→ Try it
Give the records again in full, exactly as they are.

→ Stored data
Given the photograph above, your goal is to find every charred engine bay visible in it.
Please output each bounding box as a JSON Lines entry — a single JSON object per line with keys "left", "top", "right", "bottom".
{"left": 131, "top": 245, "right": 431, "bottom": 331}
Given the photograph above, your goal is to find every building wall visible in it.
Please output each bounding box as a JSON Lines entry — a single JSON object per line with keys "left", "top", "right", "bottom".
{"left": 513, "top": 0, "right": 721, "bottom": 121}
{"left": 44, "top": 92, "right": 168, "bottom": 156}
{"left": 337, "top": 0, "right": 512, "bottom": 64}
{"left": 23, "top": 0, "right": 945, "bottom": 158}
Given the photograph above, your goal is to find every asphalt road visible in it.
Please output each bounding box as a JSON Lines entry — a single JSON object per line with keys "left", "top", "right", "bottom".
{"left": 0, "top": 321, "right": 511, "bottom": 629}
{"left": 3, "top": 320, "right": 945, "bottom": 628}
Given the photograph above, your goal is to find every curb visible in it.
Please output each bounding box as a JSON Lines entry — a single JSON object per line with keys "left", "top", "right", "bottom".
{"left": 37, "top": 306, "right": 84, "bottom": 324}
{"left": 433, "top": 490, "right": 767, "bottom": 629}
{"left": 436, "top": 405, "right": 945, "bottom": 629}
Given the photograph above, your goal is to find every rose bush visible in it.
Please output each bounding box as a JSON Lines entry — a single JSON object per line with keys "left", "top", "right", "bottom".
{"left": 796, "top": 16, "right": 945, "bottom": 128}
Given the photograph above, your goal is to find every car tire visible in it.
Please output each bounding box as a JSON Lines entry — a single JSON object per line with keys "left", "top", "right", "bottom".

→ Result of the task
Given the photograph above, your goal is to find every charred engine bay visible in it.
Please output each bounding box as a JSON Lines entry — a single JSON object per line with keys "left", "top", "right", "bottom".
{"left": 131, "top": 245, "right": 431, "bottom": 331}
Given the photograph above, your goal is to find every building wall visible in it.
Please output each bounding box as a JSON Lines entry — a single JSON object per line with keys "left", "top", "right", "bottom".
{"left": 513, "top": 0, "right": 721, "bottom": 121}
{"left": 44, "top": 92, "right": 168, "bottom": 156}
{"left": 337, "top": 0, "right": 512, "bottom": 64}
{"left": 23, "top": 0, "right": 945, "bottom": 158}
Given the photograph above, your goal is to find every asphalt road visible in it.
Please output each bounding box as a JSON Lines entry — a single JSON object per line with keys "left", "top", "right", "bottom".
{"left": 0, "top": 321, "right": 511, "bottom": 629}
{"left": 3, "top": 320, "right": 945, "bottom": 628}
Given the photograph above, your goal is to find every curb visible in it.
Please output each bounding box as a JSON Lines entry — a single JSON object per line with keys "left", "top", "right", "bottom".
{"left": 37, "top": 306, "right": 84, "bottom": 324}
{"left": 433, "top": 490, "right": 767, "bottom": 629}
{"left": 436, "top": 405, "right": 945, "bottom": 629}
Given the photograph above, your goal is to find every rose bush visible in it.
Please output each bounding box as a JSON Lines entry — a single JSON object per line with keys "left", "top", "right", "bottom".
{"left": 796, "top": 16, "right": 945, "bottom": 128}
Given the photograph above, your goal is to find every car tire visible in it.
Please output each bounding box as a JSON Lines entry — a single JSON object per line with keys "left", "top", "right", "bottom".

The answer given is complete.